__MATERIAL PROVIDED__:

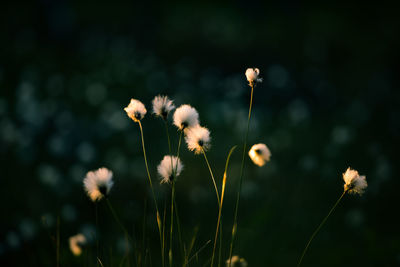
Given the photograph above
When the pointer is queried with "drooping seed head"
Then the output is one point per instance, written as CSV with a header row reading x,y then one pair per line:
x,y
135,110
353,182
76,242
260,154
185,117
98,183
169,169
162,106
197,139
252,76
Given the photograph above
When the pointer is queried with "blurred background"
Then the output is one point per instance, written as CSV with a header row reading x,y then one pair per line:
x,y
329,100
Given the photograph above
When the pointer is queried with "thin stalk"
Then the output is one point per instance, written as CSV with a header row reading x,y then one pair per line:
x,y
179,229
173,197
170,153
97,231
127,236
58,242
151,185
172,223
220,207
319,228
212,176
164,222
234,228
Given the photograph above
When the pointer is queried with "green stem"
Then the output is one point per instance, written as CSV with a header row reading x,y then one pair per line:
x,y
319,228
234,228
212,176
97,231
116,218
172,222
174,170
151,186
170,153
219,206
219,225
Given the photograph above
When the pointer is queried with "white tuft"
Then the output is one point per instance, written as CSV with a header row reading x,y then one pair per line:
x,y
198,138
185,117
354,183
135,110
260,154
252,75
236,262
98,183
162,106
76,242
169,169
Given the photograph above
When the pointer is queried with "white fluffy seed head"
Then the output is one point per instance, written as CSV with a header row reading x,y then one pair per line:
x,y
135,110
162,106
169,169
252,76
236,261
260,154
353,182
185,117
98,183
198,138
76,242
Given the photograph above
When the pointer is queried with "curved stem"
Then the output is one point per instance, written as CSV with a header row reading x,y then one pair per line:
x,y
170,153
212,176
97,231
174,170
319,228
234,228
151,185
172,222
219,225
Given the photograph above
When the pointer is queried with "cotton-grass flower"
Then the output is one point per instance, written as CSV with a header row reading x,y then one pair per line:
x,y
169,169
197,139
162,106
135,110
354,183
252,76
186,116
259,154
76,242
236,262
98,183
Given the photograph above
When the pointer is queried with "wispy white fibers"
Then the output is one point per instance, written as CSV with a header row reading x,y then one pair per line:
x,y
135,110
252,76
76,242
354,183
197,139
98,183
162,106
169,169
186,116
260,154
236,262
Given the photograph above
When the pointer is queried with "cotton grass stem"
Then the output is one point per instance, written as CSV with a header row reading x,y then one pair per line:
x,y
151,186
319,228
173,197
220,210
170,153
212,176
116,218
234,227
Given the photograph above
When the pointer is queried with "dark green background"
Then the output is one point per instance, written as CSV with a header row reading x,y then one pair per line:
x,y
329,100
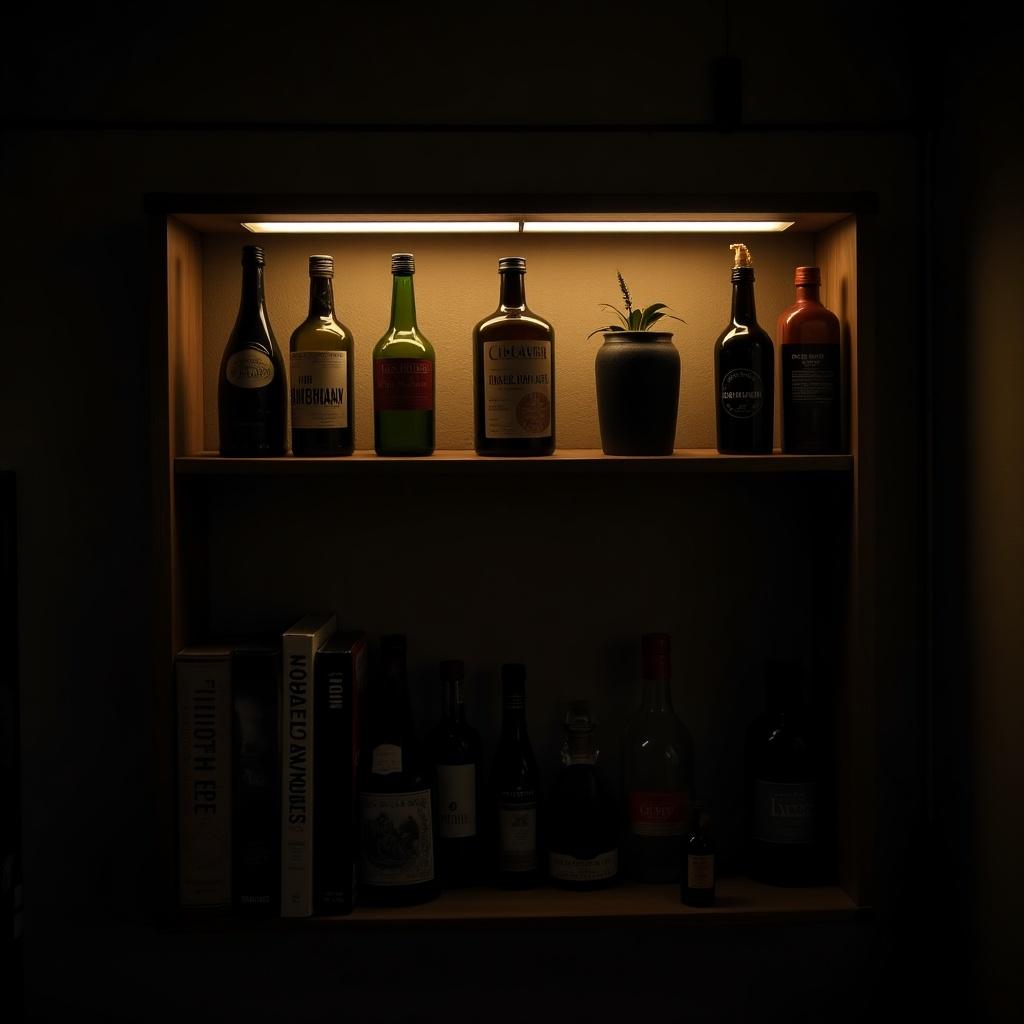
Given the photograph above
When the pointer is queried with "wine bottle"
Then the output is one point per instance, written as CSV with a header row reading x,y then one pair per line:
x,y
697,887
809,354
252,388
658,771
321,372
515,790
455,753
583,837
744,371
403,374
514,373
781,784
397,820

__WHAT YOU WILL DO__:
Reproduce the full listing above verbatim, with no pictures included.

__EXERCISE ANSWER__:
Given the photograph above
When the pointer is queried with "drooping seed head"
Then the output is one point per instance, written as CSV with a header row reading x,y then one pair per line:
x,y
135,110
353,182
76,242
260,154
185,117
98,183
169,169
162,106
197,139
252,76
Given the photograph above
When the pointer is queried with "blurred background"
Then the output is one point per instance, written as CSV with a header row reading x,y then one pair per line:
x,y
329,100
Given the photograph above
When the pointer is queried with "thin stalk"
Then the output is one point per instance, written as CSV with a header row reading x,y then one pair per line:
x,y
179,229
173,197
170,153
97,231
127,236
58,242
151,185
172,223
220,207
319,228
212,176
164,222
234,228
Given the photograph above
When the pointer is queried with "green stem"
Then the output is one point per instance, written as CSV with a header row reading x,y then one pair per line:
x,y
319,228
234,228
212,176
97,231
116,218
172,222
174,170
151,186
170,153
219,206
219,225
Given the photograph above
When the pointer is queried with "white tuft"
Then the output is one point per instance, written as CSV with a header row reading x,y then one pair per line:
x,y
198,138
185,117
354,183
135,110
260,154
252,75
236,262
98,183
162,106
76,242
169,169
Given the photograph above
When the pointer is queried with "white fluffy seed head"
Then the output is one point per instance, written as CSV with a header row reading x,y then one pair per line:
x,y
135,110
162,106
169,169
252,76
236,261
260,154
353,182
185,117
98,183
198,138
76,242
Given the photograph above
When the pointer is queried with "curved stem"
Then the output is one point per instance, written as CSV with a header row reading x,y then one pair per line:
x,y
170,153
212,176
97,231
174,170
319,228
234,228
151,185
172,222
219,225
Given the photograph above
When the pointer is queried with "cotton-grass flower"
Then the output is one point per instance, written as CSV with a header row reading x,y then one pair per line:
x,y
169,169
197,139
162,106
135,110
354,183
252,76
186,116
259,154
76,242
236,262
98,183
Given the photograph above
When the pointer is queried with "wispy white fibers"
Then the output is one point per instance, written as CSV with a header row reading x,y then one pair per line:
x,y
135,110
252,76
76,242
354,183
197,139
98,183
162,106
169,169
186,116
260,154
236,262
Given the photograph above
When the pointer is queried with "cotton grass stem"
Then the output is one point per instance, written as CSV with a header row reading x,y then one pair per line:
x,y
151,186
319,228
173,197
220,210
170,153
212,176
116,218
234,227
Given the photograph above
When the pointer is queried with "dark green background"
Then the output is one point per instance, written as CSV with a header row reading x,y then one pair per line:
x,y
329,100
Given the photograph above
When the pointer is queried with "wine bottle"
Then the output is one point per instance, written as CSV with a header row reading x,y then one pair per line:
x,y
697,887
809,354
252,388
658,771
321,372
515,790
455,753
583,837
744,371
403,374
514,373
781,784
397,820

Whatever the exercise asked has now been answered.